▶ _DIRECTION_: Pick out every line in the items below that contains the word "tall", and copy each one.

▶ _RECORDS SHOWN_:
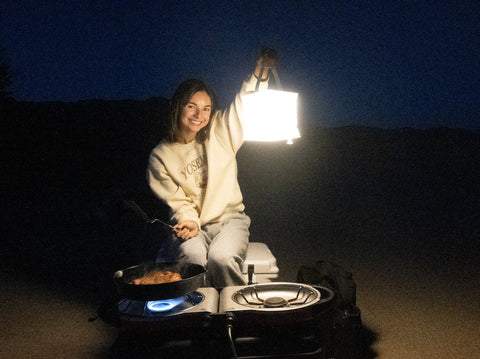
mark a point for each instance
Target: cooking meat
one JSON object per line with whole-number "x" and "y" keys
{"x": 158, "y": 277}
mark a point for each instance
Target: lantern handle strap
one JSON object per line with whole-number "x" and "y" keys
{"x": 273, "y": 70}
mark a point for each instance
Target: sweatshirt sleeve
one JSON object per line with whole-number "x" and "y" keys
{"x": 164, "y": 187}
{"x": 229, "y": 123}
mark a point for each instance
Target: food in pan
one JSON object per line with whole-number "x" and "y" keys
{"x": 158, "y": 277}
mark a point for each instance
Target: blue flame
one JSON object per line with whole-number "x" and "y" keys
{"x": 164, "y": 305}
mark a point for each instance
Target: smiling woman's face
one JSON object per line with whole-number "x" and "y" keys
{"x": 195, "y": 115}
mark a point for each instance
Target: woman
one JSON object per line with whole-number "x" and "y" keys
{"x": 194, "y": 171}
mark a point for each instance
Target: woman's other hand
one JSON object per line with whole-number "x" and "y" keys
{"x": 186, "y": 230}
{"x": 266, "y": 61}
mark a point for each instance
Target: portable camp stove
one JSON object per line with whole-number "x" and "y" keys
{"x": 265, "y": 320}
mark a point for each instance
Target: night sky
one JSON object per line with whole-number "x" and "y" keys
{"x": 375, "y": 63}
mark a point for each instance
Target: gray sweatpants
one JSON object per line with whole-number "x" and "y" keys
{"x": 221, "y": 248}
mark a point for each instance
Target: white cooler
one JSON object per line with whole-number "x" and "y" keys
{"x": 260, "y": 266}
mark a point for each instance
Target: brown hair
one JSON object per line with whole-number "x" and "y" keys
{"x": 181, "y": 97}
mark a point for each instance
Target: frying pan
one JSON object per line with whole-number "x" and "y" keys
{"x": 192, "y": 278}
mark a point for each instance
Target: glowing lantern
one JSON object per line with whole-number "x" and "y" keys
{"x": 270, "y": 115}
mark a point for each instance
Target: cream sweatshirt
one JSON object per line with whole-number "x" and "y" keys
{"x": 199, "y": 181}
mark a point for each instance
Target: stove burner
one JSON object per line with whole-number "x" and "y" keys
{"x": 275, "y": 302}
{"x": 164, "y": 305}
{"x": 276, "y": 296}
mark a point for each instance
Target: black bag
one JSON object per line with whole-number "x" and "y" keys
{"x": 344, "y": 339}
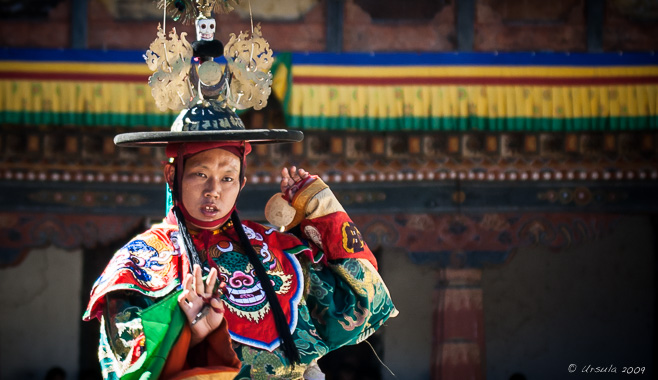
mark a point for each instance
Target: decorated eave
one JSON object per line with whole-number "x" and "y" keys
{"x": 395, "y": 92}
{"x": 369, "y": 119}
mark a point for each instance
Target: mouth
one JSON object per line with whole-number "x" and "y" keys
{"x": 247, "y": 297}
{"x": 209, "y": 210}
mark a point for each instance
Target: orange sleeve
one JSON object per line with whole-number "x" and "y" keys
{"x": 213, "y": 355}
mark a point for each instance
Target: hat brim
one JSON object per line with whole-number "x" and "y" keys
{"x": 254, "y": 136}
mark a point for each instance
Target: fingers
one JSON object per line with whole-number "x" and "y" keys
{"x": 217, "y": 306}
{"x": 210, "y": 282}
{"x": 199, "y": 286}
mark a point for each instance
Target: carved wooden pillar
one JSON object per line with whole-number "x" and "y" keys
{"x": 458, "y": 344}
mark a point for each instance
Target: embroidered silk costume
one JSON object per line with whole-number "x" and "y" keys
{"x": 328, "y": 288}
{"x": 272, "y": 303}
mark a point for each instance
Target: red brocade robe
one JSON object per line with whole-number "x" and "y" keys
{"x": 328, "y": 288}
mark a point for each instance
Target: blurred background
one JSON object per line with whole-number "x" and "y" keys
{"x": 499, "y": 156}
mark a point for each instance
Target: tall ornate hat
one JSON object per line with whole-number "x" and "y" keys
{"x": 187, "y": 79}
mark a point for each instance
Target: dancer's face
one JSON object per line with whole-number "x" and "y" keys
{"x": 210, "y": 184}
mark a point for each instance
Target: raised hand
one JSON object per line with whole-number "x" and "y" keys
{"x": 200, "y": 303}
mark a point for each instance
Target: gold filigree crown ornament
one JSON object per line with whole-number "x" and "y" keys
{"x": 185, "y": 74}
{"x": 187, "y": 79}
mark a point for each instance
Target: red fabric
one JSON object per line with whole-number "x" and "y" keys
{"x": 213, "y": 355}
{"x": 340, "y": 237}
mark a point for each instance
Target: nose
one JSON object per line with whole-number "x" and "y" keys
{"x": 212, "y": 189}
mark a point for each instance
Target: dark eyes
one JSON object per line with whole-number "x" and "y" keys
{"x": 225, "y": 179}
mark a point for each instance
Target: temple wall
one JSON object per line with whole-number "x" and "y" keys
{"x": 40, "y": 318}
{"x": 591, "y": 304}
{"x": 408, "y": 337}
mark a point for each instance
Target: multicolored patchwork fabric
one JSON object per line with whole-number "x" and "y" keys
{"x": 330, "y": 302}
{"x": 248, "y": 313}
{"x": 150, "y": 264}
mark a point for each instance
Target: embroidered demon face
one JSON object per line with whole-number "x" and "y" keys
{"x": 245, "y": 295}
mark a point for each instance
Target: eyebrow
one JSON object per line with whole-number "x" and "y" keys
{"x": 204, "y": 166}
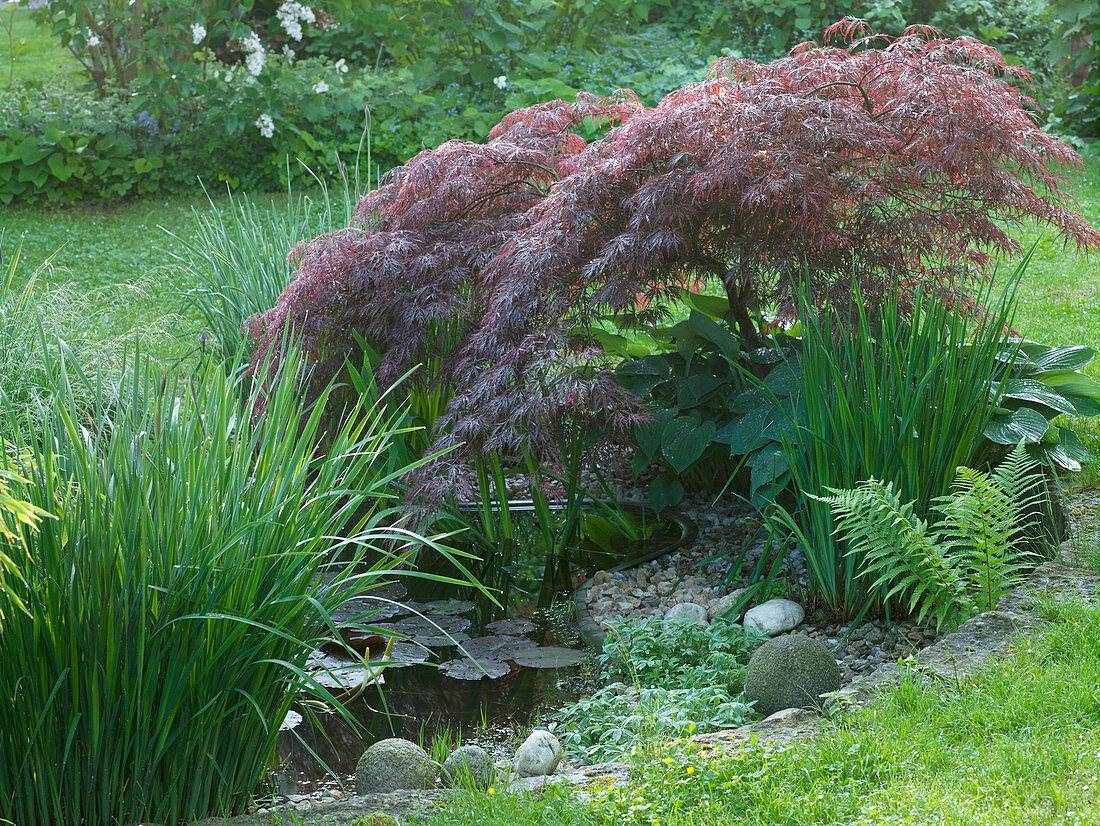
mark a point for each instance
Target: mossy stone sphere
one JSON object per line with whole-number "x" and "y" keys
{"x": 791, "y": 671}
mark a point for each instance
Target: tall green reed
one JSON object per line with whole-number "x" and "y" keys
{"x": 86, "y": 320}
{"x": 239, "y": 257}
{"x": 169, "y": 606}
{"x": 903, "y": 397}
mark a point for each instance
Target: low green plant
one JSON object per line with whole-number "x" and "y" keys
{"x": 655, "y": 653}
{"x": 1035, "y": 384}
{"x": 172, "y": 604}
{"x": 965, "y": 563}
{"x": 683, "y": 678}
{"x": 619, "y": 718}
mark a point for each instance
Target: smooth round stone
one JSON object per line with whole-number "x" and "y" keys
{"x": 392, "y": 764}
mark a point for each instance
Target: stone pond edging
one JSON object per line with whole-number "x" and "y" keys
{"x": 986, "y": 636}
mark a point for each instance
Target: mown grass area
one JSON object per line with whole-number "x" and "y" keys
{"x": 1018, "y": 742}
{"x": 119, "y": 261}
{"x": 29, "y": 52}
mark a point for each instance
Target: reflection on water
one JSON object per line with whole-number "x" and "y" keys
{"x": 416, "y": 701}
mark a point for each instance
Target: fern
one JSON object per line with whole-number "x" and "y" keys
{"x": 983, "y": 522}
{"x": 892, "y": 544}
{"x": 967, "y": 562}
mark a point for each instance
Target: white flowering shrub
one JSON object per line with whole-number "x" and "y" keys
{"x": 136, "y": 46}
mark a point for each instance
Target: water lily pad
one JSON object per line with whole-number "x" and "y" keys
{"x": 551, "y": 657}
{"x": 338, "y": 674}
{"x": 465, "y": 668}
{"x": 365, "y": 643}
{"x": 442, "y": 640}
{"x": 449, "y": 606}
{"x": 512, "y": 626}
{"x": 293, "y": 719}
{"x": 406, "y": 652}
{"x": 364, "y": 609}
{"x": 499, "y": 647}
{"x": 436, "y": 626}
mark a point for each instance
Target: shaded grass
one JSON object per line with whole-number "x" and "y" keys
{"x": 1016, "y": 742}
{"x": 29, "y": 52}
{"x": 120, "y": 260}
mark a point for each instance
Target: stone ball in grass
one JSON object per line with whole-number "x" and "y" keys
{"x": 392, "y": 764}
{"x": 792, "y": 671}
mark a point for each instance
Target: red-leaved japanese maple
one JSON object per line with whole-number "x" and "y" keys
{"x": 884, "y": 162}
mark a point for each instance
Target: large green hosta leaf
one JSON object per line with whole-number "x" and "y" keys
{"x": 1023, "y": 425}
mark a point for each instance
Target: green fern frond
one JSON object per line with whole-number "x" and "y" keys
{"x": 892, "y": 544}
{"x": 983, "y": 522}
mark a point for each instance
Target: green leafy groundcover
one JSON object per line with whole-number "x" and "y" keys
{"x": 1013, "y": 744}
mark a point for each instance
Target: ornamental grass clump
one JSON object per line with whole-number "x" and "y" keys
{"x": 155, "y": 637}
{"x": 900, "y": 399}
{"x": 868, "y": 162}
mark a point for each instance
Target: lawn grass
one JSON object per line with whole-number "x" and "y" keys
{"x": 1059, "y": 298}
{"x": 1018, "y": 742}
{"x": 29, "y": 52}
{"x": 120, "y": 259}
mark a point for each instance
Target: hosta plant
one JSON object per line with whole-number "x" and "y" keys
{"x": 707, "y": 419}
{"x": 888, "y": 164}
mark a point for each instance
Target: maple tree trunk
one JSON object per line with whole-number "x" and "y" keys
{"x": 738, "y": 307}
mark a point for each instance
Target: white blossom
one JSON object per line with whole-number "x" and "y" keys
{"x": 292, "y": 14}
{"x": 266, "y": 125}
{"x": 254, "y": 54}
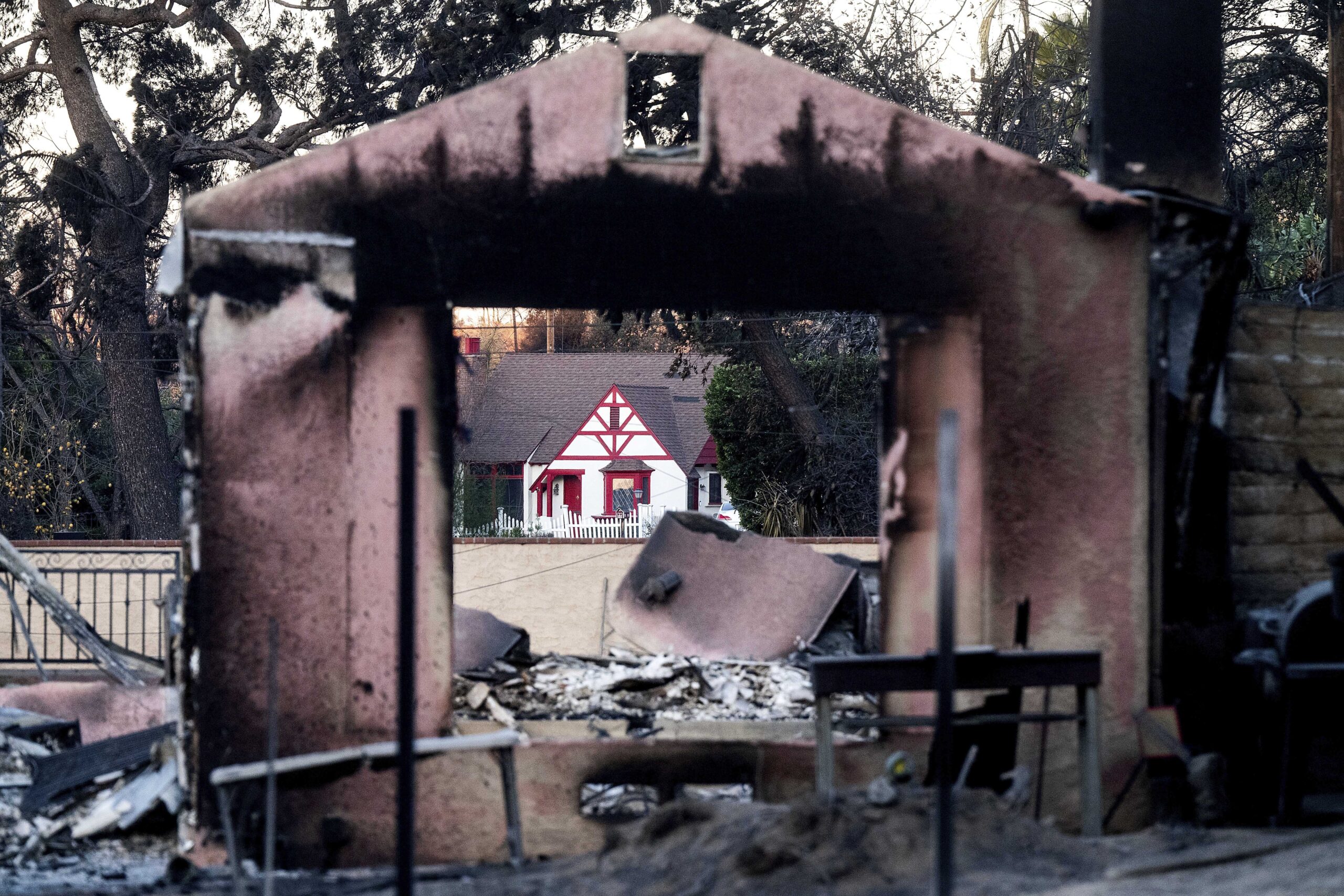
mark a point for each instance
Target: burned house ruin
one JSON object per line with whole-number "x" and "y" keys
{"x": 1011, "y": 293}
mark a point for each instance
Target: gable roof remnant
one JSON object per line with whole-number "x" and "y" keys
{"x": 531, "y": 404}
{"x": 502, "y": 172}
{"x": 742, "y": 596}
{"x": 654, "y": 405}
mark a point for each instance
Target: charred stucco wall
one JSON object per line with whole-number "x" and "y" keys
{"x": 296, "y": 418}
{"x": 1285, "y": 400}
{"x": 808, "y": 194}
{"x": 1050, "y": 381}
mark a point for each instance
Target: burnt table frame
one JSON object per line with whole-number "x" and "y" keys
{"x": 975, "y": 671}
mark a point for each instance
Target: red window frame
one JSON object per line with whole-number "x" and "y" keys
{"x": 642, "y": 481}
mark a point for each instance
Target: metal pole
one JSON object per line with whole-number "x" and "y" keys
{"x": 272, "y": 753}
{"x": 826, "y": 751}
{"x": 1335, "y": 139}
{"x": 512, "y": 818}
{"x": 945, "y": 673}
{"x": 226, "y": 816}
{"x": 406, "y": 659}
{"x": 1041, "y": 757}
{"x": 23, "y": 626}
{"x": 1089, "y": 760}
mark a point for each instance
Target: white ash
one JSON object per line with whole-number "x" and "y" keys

▶ _RESULT_:
Target: tall ornate hat
Target: tall green reed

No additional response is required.